▶ _Leestekst_
○ ○ ○ ○

Winkler Prins Encyclopedie

E. de Bruyne, G.B.J. Hiltermann en H.R. Hoetink (1947)

Gepubliceerd op 28-12-2022

Pieter Catharinus Arie GEYL

betekenis & definitie

Nederlands historicus (Dordrecht 15 Dec. 1887), studeerde te Leiden o.a. bij de hoogleraren Blok en Bussemaker, en promoveerde in 1913. Na een korte werkzaamheid aan het Schiedamse gymnasium, was hij van 1913 -1919 correspondent der Nieuwe Rotterdamsche Courant te Londen en werd in 1919 benoemd tot hoogleraar voor Nederlandse studiën aan de universiteit te Londen, waar hij in 1924 ook formeel Professor of Dutch History werd.

In 1936 volgde zijn benoeming tot hoogleraar in de algemene en vaderlandse geschiedenis te Utrecht. Door de Duitsers in Oct. 1940 van zijn vrijheid beroofd, verbleef hij in het concentratiekamp Buchenwald, daarna te Haren en St Michielsgestel. (De neerslag van de gevoelens en belevenissen van deze jaren in de sonnettenbundel 0 Vrijheid!). In een groot aantal publicaties die haar afsluiting en samenvatting vonden in zijn hoofdwerk Geschiedenis van de Nederlandse Stam, wist Geyl een algemeen beeld van de Nederlandse geschiedenis te ontwerpen, dat essentieel anders was dan dat van de 19de eeuwse geschiedschrijving, dat in het begin van zijn loopbaan nog als de geijkte voorstelling aanvaard werd. De nieuwe voorstelling werd gedragen door de groot-Nederlandse visie, waarbij het uitgangspunt niet meer gevormd werd door de moderne Noord-Nederlandse staat, maar door de Nederlandse stam, waarmee Geyl bedoelt „alle volken en volksgroepen voor wie het Nederlands de moedertaal is”. Het door Geyl ingezette thema werd de aanleiding tot het verschijnen van vele belangrijke publicaties van Nederlandse en Belgische vakgenoten, die vrijwel allen de nieuwe voorstelling meer of minder in hun uiteenzettingen hebben opgenomen.

○ ○ ○ ○

▶ _Vragen over materiaal_
A. Noem alle plaatsen waar Geyl volgens het artikel over Geyl verbleef nadat de Duitsers hem in oktober 1940 van zijn vrijheid hadden beroofd.
B. Schrijf het artikel over Geyl verder, te beginnen na de laatste zin.

▶ _Ruwe gegevens_
○ ○ ○ ○

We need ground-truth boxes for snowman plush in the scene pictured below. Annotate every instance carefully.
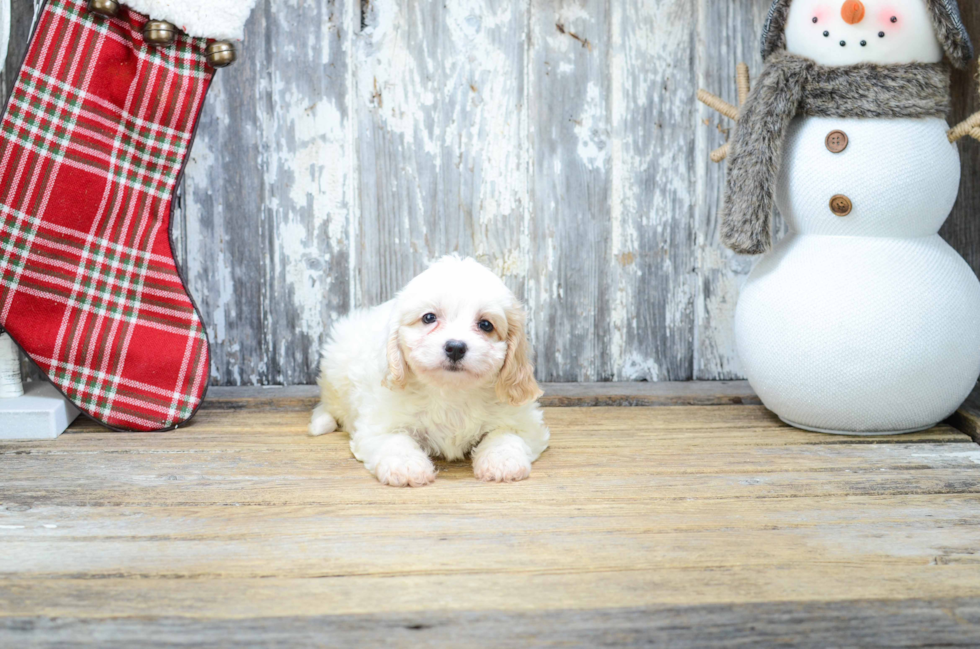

○ ○ ○ ○

▶ _Antwoorden per opdracht_
A. Buchenwald (concentratiekamp), Haren, St Michielsgestel

B.
Een belangrijk aspect in Geyl’s oeuvre wordt ook gevormd door zijn beschouwingen over de verhouding Oranje-regenten tijdens de Republiek. Tegenover de traditionele opvatting, die in de Oranjevorsten steeds de vertegenwoordigers van het nationale belang wil zien, wees Geyl, met name in Oranje en Stuart op het onnationale, dynastieke element in de politiek van enige 17de-eeuwse stadhouders. Kenmerkend voor deze historicus is zijn afkeer om het beeld van bonte verscheidenheid, dat de historie biedt, binnen het keurs van een bepaald systeem te persen (critiek op Toynbee’s A Study of History). De geschiedschrijving is voor Geyl een „discussie zonder eind”, waarbij iedere interpretatie — voor de schrijver zelf de enige ware — betrekkelijk is, maar toch niet waardeloos, als daardoor het beeld met een nieuw aspect wordt verrijkt.J. c. BOOGMAN

Bibl. (voornaamste werken): Christofforo Suriano, gezant van Venetië in Den Haag 1616-1623, diss. (1913); Holland and Belgium (1920); Willem IV en Engeland tot 1748 (1924); De Groot-Nederlandse Gedachte (2 bundels, 1925-1930); Geschiedenis van de Nederlandse Stam 3 dln, tot 1751 (1931 vlg., herz. uitg. 1948 vlg.); gedeelten van de Nederlandse Stam in het Engels vertaald: The Revolt of the Netherlands 1555-1609 (1932) en The Netherlands Divided 1609-1648 (1936); Revolutiedagen te Amsterdam (Aug.Sept. 1748) (1936); Kernproblemen van onze Geschiedenis (1937); Oranje en Stuart 1641-1672 (1939); O Vrijheid! Sonnetten (1945); Napoleon. Voor en Tegen in de Franse geschiedschrijving (1946); Eenheid en Tweeheid in de Nederlanden (1946); De Patriottenbeweging (1947); Tochten en Toernooien (1950).